*Brano da leggere*
#####
Un problema strutturale che ha determinato un cedimento strutturale?

“Possiamo anche metterla così. Il Pd è un partito diviso in correnti guidate da una serie di personalità. In Sardegna ci sono i referenti di quelle personalità. Referenti che non dialogano tra loro ma trasferiscono, ‘traducendole’ nelle dinamiche politiche isolane, le indicazioni correntizie nazionali. Questo ha causato e consolidato un leaderismo di seconda mano e favorito il clientelismo. Il contatto con la base, con gli elettori e con i cittadini, è andato inevitabilmente perdendosi…”

Il Pd sardo ha da tempo il progetto di stabilire un rapporto federativo col partito nazionale. E tutto fa pensare che la recente catastrofe, unita all’imminenza delle Regionali, accelererà questo processo. Che entra in concorrenza col vostro…

“Non entra in concorrenza. Noi proponiamo un’altra cosa e metodo che, credo, coniughi due esigenze. La prima è tenere le porte completamente aperte a tutti quelli che ci credono, quindi anche elettori ed esponenti del Partito democratico. La seconda è evitare che la costituente sarda diventi un vagone dentro il quale saltare per riciclarsi”.

Impresa non facile…

“Ne sono consapevole. Ma attenzione: la ‘Costituente sarda’ non è, nella nostra visione, un luogo o un’istituzione. Non è che un giorno si elegge questa Costituente che poi va a riunirsi in una sala denominata ‘Sala del Parlamento sardo’. La Costituente sarda è un processo fatto di incontri nel territorio, sui problemi concreti del territorio. O con le categorie, sui problemi concreti delle categorie. Noi li abbiamo già avviati con un certo successo che sconta, purtroppo, la nostra scarsità di mezzi e la difficoltà, anche per via dell’atteggiamento dell’informazione, di rendere più visibili le nostre iniziative…”

Mi dica se ho capito bene: la Costituente è una serie di iniziative nel territorio e di incontri con le categorie sui problemi concreti?

“Sì. Ed è anche la riunione di consigli comunali che, per esempio, chiamano la cittadinanza a progettare il futuro, raccogliendo proposte. E’, in sostanza, un modo di praticare e prefigurare il ‘governo di prossimità’ che è la base della nascita del Partito della sinistra sarda. Anche qua per una ragione molto semplice: il governo di prossimità deve avere una ‘rappresentanza di prossimità’. E dall’incontro tra queste rappresentante che si federano nasce il Partito europeo. quello che il Pd avrebbe potuto essere e purtroppo non è”.
#####
*Esercizio assegnato*
Trascrivi parola per parola, dall'intervista sulla Costituente sarda, il tratto che va da "Impresa non facile…" fino a "sui problemi concreti?".

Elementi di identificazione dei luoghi
#####
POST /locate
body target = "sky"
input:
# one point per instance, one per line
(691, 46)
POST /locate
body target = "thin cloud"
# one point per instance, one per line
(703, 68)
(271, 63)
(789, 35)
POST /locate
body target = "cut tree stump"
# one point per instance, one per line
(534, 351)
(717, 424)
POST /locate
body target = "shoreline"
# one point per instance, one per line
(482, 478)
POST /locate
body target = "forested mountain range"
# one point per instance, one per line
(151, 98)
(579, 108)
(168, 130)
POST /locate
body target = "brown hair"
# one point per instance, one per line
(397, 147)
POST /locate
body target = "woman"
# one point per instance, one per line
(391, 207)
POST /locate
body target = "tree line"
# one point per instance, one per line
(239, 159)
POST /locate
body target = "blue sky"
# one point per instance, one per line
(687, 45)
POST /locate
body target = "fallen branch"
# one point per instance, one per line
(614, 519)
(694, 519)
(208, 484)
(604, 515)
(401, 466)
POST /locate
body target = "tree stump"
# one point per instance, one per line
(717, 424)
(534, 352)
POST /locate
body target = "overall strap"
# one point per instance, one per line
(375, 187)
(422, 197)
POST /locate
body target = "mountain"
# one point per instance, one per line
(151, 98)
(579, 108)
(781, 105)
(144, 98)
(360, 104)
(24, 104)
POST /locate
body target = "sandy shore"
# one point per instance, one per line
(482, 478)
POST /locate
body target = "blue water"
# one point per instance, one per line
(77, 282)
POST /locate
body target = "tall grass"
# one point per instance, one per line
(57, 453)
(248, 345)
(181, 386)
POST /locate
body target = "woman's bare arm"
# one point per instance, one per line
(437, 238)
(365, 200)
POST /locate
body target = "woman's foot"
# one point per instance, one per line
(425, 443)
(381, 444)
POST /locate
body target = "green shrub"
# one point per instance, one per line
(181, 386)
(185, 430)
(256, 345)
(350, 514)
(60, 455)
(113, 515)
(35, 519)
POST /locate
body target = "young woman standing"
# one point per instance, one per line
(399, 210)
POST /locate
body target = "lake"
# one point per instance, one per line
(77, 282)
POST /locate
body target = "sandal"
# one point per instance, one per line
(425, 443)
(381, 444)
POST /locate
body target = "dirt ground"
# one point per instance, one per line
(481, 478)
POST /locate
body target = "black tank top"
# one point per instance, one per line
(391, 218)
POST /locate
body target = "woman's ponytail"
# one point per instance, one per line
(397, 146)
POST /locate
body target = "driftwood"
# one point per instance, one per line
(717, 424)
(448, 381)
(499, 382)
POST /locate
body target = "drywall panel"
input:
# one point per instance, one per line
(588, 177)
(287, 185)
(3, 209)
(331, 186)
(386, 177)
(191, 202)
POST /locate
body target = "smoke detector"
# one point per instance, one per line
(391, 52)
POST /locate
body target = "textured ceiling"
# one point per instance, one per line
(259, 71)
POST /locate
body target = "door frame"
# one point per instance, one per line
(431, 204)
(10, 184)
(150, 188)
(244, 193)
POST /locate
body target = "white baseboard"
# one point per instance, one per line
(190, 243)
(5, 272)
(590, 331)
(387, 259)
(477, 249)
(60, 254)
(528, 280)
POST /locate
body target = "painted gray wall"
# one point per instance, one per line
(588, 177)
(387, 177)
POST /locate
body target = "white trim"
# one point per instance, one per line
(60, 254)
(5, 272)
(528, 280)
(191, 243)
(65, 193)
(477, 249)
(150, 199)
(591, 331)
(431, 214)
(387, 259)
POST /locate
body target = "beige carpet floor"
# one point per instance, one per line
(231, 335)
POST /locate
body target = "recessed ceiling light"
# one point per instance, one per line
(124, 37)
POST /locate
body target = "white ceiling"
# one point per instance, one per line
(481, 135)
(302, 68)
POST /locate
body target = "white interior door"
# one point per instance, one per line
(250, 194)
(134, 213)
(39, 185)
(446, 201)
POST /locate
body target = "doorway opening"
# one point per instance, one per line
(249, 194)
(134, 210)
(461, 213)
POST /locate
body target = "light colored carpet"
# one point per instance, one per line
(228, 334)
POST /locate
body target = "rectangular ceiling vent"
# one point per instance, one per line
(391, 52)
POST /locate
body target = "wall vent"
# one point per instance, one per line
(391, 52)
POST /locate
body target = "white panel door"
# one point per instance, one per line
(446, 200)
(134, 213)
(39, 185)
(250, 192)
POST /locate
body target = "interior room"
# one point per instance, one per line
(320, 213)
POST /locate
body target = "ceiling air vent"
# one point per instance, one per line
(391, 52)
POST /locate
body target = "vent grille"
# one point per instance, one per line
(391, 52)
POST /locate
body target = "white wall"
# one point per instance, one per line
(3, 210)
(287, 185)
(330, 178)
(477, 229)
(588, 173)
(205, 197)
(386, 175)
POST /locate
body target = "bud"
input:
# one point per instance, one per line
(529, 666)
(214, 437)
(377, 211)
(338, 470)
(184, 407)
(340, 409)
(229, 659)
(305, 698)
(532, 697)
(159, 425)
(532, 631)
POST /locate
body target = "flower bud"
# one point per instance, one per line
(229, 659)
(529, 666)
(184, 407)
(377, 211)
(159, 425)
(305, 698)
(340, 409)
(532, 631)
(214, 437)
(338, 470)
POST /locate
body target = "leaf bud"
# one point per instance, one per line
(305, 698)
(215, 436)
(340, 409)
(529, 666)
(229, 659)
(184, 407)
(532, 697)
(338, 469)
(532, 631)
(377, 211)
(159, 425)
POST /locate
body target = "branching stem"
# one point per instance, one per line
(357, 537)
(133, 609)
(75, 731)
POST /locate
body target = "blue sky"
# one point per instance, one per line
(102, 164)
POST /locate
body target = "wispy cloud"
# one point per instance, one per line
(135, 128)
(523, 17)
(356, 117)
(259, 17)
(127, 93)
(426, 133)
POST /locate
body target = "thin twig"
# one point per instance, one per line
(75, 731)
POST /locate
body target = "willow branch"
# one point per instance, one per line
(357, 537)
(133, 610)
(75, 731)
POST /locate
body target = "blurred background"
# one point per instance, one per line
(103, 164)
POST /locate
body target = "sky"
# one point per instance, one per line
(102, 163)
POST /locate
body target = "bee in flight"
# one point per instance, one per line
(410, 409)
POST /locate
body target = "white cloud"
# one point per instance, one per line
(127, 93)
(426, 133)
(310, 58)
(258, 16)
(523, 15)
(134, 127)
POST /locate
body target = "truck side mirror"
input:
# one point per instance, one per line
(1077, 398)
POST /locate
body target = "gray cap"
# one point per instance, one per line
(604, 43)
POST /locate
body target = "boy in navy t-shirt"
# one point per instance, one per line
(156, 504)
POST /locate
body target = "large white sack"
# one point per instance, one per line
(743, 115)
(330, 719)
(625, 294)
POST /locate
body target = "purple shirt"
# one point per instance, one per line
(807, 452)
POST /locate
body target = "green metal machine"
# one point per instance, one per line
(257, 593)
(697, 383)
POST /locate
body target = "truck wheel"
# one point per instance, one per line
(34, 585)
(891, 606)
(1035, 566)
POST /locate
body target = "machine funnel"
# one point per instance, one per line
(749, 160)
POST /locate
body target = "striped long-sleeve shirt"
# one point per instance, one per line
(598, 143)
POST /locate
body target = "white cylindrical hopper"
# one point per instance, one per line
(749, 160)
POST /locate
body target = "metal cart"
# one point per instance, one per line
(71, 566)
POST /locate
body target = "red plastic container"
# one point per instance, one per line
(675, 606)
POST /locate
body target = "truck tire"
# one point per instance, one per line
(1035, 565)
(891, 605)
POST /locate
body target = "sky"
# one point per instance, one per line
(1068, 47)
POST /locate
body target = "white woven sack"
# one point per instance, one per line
#####
*Soluzione esercizio*
Impresa non facile…

“Ne sono consapevole. Ma attenzione: la ‘Costituente sarda’ non è, nella nostra visione, un luogo o un’istituzione. Non è che un giorno si elegge questa Costituente che poi va a riunirsi in una sala denominata ‘Sala del Parlamento sardo’. La Costituente sarda è un processo fatto di incontri nel territorio, sui problemi concreti del territorio. O con le categorie, sui problemi concreti delle categorie. Noi li abbiamo già avviati con un certo successo che sconta, purtroppo, la nostra scarsità di mezzi e la difficoltà, anche per via dell’atteggiamento dell’informazione, di rendere più visibili le nostre iniziative…”

Mi dica se ho capito bene: la Costituente è una serie di iniziative nel territorio e di incontri con le categorie sui problemi concreti?